TEXT EXCERPT:

451.  The questions about Iraq’s capabilities asked by Mr Cook in response to the
briefing he had been given by Mr Scarlett on 20 February are set out earlier in
this Section.
Mr Scarlett’s advice, 17 March 2003
452.  On 17 March, Mr Scarlett addressed the different elements of Iraq’s
capability, including Iraq’s actions since the departure of the inspectors in 1998
to pursue chemical and biological weapons programmes, and Iraq’s activities to
pursue enhanced ballistic missiles and other means to deliver them.
453.  In relation to Iraq’s chemical and biological weapons capability, Mr Scarlett
concluded that the JIC view was clear: Iraq possessed chemical and biological
weapons, the means to deliver them, and the capacity to produce them.

DATA FOR REVIEW:
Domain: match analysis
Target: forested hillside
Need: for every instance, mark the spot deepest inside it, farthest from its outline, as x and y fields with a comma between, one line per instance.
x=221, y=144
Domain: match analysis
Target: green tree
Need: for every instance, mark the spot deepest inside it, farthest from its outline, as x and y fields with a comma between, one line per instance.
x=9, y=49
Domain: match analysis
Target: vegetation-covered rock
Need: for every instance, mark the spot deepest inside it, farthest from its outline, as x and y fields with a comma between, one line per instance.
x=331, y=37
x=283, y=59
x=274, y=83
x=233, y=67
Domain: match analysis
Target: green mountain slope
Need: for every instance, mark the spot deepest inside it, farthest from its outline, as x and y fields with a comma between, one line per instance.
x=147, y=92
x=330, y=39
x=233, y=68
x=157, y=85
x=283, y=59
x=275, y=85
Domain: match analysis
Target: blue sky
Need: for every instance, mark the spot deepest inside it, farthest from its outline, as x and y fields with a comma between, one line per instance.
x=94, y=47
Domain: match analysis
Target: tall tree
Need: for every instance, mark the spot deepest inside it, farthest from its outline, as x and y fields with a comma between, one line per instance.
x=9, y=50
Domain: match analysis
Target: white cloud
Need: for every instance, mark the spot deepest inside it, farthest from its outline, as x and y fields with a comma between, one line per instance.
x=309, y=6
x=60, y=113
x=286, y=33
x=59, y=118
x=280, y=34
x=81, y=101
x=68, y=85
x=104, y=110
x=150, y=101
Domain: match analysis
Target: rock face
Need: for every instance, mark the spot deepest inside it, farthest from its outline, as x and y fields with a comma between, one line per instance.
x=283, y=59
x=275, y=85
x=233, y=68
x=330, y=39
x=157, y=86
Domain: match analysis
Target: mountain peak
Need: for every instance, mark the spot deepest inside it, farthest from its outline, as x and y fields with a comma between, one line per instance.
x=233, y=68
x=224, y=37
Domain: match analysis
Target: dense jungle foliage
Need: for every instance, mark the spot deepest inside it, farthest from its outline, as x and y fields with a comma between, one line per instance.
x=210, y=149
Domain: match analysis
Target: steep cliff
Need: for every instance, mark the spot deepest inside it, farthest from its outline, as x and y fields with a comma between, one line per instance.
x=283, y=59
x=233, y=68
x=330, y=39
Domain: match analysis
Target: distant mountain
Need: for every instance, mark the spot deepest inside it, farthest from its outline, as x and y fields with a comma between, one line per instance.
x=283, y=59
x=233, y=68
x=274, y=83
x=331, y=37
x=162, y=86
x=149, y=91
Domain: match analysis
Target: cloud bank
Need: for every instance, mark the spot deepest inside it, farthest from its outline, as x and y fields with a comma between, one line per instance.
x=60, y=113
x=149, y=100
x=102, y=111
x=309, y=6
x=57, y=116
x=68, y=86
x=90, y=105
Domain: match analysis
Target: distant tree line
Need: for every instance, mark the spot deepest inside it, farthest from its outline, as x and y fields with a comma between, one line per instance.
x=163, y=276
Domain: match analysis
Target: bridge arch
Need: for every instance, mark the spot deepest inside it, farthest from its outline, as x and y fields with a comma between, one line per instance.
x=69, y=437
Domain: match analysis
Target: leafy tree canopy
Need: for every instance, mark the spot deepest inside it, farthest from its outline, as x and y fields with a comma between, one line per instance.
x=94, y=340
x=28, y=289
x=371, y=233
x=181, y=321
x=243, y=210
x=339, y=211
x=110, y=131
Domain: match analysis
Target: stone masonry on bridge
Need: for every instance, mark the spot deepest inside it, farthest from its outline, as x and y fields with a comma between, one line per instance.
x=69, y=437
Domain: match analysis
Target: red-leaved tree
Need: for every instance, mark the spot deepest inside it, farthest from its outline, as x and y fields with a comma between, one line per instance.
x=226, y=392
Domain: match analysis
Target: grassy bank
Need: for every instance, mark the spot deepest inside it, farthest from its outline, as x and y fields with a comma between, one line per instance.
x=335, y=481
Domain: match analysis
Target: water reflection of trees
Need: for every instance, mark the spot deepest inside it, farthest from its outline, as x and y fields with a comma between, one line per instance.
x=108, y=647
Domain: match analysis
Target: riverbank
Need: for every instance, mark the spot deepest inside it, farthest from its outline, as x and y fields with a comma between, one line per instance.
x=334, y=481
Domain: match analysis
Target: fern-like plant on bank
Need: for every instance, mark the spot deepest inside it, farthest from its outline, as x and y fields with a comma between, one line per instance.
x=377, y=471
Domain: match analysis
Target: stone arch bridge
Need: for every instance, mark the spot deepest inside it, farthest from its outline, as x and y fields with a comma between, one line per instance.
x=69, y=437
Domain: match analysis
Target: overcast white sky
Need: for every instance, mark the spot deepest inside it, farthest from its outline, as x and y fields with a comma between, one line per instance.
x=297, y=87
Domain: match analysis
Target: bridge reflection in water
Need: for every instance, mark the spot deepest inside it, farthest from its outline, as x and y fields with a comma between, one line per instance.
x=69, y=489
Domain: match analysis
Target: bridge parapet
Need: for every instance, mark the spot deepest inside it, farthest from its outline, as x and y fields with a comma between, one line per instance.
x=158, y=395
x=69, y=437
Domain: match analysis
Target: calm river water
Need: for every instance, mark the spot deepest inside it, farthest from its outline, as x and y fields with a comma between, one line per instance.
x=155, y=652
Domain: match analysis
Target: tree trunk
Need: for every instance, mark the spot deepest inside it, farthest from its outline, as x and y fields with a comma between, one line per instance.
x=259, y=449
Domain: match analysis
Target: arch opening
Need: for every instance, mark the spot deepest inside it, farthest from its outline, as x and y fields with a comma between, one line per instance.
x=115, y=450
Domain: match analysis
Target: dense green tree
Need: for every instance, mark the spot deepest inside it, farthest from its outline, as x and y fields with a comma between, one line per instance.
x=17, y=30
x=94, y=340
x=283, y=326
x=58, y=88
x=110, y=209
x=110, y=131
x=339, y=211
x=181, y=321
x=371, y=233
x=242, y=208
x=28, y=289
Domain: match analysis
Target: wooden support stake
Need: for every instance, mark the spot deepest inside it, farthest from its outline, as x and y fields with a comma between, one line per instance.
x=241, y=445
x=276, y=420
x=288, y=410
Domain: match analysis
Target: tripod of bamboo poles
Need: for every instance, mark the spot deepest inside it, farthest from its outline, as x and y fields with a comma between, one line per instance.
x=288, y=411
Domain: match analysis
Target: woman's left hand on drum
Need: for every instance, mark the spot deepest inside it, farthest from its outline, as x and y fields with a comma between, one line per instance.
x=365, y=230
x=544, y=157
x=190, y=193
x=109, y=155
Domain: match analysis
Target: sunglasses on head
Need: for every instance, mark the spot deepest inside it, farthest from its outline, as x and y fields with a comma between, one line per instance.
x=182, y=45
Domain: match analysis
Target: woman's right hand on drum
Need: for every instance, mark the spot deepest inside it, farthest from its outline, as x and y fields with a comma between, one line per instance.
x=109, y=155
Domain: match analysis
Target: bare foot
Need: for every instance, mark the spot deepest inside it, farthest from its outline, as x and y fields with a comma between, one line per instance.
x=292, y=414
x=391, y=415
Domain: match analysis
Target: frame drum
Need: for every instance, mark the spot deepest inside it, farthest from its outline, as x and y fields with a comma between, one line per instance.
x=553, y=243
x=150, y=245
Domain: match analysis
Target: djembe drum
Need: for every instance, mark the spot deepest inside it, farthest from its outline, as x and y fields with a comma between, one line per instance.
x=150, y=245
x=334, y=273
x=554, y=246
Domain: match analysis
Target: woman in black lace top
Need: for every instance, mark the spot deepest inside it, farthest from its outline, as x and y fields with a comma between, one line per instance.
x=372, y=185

PROBLEM SET:
(1) Answer from the passage on Mr Scarlett's advice about Iraq:
(a) On what date did Mr Scarlett give the briefing that prompted Mr Cook's questions?
(b) In what year did the inspectors leave Iraq?
(c) According to the JIC view, what three things did Iraq possess?
(2) Update the passage on Mr Scarlett's advice from "451.  The questions" to "to produce them.", putting "programs" in place of "programmes".
(3) Continue the passage on Mr Scarlett's advice about Iraq's capabilities from where it stops.
The entries are separate material and have no connection to the passage on Mr Scarlett's advice about Iraq.

RESPONSES TO THE TASKS:
(1)
(a) 20 February
(b) 1998
(c) Chemical and biological weapons, the means to deliver them, and the capacity to produce them

(2)
451.  The questions about Iraq’s capabilities asked by Mr Cook in response to the
briefing he had been given by Mr Scarlett on 20 February are set out earlier in
this Section.
Mr Scarlett’s advice, 17 March 2003
452.  On 17 March, Mr Scarlett addressed the different elements of Iraq’s
capability, including Iraq’s actions since the departure of the inspectors in 1998
to pursue chemical and biological weapons programs, and Iraq’s activities to
pursue enhanced ballistic missiles and other means to deliver them.
453.  In relation to Iraq’s chemical and biological weapons capability, Mr Scarlett
concluded that the JIC view was clear: Iraq possessed chemical and biological
weapons, the means to deliver them, and the capacity to produce them.

(3)
454.  Mr Scarlett attributed the failure to find any significant evidence of chemical
and biological weapons to Iraq’s ability to conceal its activities and deceive
the inspectors.
455.  On 17 March, in response to a request from Sir David Manning, Mr Scarlett
provided advice on “the strength of evidence showing Saddam’s possession of WMD”.168
456.  Mr Scarlett wrote:
“The starting point is our knowledge of Iraq’s past WMD programmes. This
demonstrates not only large-scale possession of these weapons, and the readiness
to use them, but also Saddam’s determination to retain WMD in the face of military
defeat in 1991 and the subsequent UN inspections. You will recall that much of his
BW programme came to light only in 1995, following Kamil’s [Saddam Hussein’s
son-in-law] defection. And as UNSCOM demonstrated in 1999, there has never been
a full and convincing account of the destruction of Iraq’s capabilities.”
168  Minute Scarlett to Manning, 17 March 2003, ‘Iraqi WMD: Evidence of Possession’.